[Coordinate labeling data]
========

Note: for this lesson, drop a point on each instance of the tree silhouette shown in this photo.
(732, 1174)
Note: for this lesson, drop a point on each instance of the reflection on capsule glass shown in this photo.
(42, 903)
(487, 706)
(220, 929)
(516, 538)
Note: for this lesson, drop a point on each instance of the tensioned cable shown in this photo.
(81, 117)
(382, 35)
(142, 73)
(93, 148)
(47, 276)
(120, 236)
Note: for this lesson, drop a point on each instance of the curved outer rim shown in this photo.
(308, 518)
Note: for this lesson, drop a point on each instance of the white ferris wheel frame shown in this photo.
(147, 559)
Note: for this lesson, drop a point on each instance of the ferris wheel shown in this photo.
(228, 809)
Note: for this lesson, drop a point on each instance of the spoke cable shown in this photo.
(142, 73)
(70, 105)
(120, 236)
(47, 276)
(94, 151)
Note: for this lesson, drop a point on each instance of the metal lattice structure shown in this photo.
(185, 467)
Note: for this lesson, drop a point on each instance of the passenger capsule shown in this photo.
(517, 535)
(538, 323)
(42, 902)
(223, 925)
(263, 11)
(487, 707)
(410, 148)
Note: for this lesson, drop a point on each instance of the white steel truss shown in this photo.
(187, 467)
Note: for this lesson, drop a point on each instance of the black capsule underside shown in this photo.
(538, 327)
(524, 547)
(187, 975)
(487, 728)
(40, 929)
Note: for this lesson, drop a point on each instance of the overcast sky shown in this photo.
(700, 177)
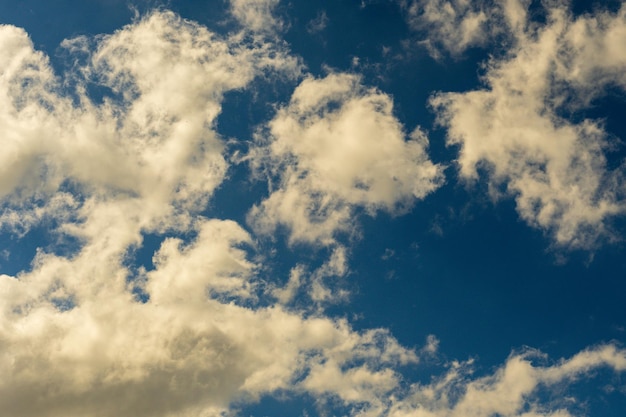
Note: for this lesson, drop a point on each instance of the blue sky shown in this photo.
(356, 208)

========

● **Aim of the task**:
Rewrite all of the data above, replacing every occurrence of "drop a point" with "place a marker" and leaving everything else unchanged. Leave the pictures out of your answer.

● **Result below**:
Note: for this lesson, place a marker on each instance of the tree silhouette shown in this photo.
(732, 1174)
Note: for this lesson, place a marker on each instance of the reflection on capsule glass shown in this photo.
(42, 903)
(487, 706)
(220, 929)
(516, 538)
Note: for this lesson, place a marker on each instance of the tensioned cable shown in this photo.
(81, 117)
(382, 35)
(142, 73)
(93, 148)
(47, 276)
(120, 236)
Note: for this lesson, place a marker on each instance of the curved outer rim shown in this photo.
(308, 518)
Note: for this lesson, place a marker on each instance of the white ferris wheel frame shown in this photo.
(147, 559)
Note: for this lesson, place a marker on each instance of the ferris wheel shown in this photo.
(228, 809)
Note: for this lesson, place a marker on each instance of the spoke cable shown in this photo.
(142, 73)
(70, 105)
(120, 236)
(47, 276)
(94, 151)
Note: for this lesson, place a marker on each instance of the metal lattice structure shown in this photo.
(185, 467)
Note: for this lesson, place a marker on each instance of the passenger capsule shown in this photo.
(517, 535)
(538, 323)
(42, 902)
(223, 925)
(263, 11)
(487, 707)
(410, 148)
Note: for this lesson, place a marker on each instance of the white steel truss shown in this photo.
(187, 467)
Note: for this lesson, place a marker on each instance of the black capsule underside shown in this photo.
(538, 327)
(524, 547)
(187, 975)
(487, 728)
(40, 929)
Note: for this lesson, place a marker on each instance of the overcast sky shown in this photo.
(700, 177)
Note: for this lesson, place a marker on each instance of the blue sky shown in this photo.
(356, 208)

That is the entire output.